**Task set**.
1) Set down the part of the Wisconsin court race article starting at "That means Kloppenburg, an" and ending at "workers union rights.", word for word.
2) Decide whether each statement agrees with the Wisconsin court race article. Answer yes or no, and quote the words from the article that decide it: (a) Prosser led Kloppenburg by 7,316 votes. (b) Statewide results were to be certified before next Wednesday. (c) On Friday, Kloppenburg's campaign said it would request a recount.
━━━━━ Text section ━━━━━
Republican judge nears Wisconsin election win
MADISON, Wis |
MADISON, Wis (Reuters) - The Republican incumbent in Wisconsin's closely watched Supreme Court race was one step closer to being officially declared the winner on Friday after officials finished their review of the closely-watched vote.
Statewide results for the election, which came to be seen as a referendum on Republican efforts to curb public sector unions, will not be certified before next Wednesday, when the deadline passes for the candidates to request a recount.
But with all 72 of the state's counties reporting, the incumbent, former Republican state assemblyman David Prosser, appears to have beat the challenger, JoAnne Kloppenburg, by 7,316 votes -- a margin of 0.488 percent of the almost 1.5 million votes cast.
That means Kloppenburg, an assistant state attorney specializing in environmental issues, can demand a free recount, under Wisconsin law. Her campaign did not immediately indicate on Friday whether it would do so.
Kevin Kennedy, the head of the Government Accountability Board, which oversees elections in the state, said in statement his agency would certify the results, which took 10 days to compile, "when we know whether a recount is requested. That decision is now in the hands of the candidates."
Races for the high court are normally low-profile affairs. But this year, the contest took on added significance because it was the first statewide race since the Republican-controlled legislature approved a proposal by Governor Scott Walker to restrict public workers union rights.
Several legal challenges to the law are also making their way toward the state's top court -- giving the race's outcome additional importance.
━━━━━ Given information ━━━━━
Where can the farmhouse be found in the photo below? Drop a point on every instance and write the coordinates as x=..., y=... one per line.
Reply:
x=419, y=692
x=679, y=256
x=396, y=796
━━━━━
━━━━━ Given information ━━━━━
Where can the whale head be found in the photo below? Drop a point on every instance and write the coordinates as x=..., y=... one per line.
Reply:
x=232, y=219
━━━━━
━━━━━ Given information ━━━━━
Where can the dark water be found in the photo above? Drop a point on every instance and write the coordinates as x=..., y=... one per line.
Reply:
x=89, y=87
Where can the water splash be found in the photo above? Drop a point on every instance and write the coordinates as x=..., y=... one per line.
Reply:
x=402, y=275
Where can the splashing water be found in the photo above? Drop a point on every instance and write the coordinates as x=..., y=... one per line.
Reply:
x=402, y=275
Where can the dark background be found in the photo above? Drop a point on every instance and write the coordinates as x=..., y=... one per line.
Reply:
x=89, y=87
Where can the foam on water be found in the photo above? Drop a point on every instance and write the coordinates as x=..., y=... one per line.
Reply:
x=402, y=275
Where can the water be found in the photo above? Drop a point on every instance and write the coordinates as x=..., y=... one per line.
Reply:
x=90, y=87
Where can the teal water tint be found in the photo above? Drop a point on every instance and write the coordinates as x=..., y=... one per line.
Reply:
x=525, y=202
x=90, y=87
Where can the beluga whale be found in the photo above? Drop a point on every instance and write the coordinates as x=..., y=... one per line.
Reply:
━━━━━
**The answers**.
1)
That means Kloppenburg, an assistant state attorney specializing in environmental issues, can demand a free recount, under Wisconsin law. Her campaign did not immediately indicate on Friday whether it would do so.
Kevin Kennedy, the head of the Government Accountability Board, which oversees elections in the state, said in statement his agency would certify the results, which took 10 days to compile, "when we know whether a recount is requested. That decision is now in the hands of the candidates."
Races for the high court are normally low-profile affairs. But this year, the contest took on added significance because it was the first statewide race since the Republican-controlled legislature approved a proposal by Governor Scott Walker to restrict public workers union rights.

2)
(a) Yes: "appears to have beat the challenger, JoAnne Kloppenburg, by 7,316 votes"
(b) No: "will not be certified before next Wednesday"
(c) No: "Her campaign did not immediately indicate on Friday whether it would do so."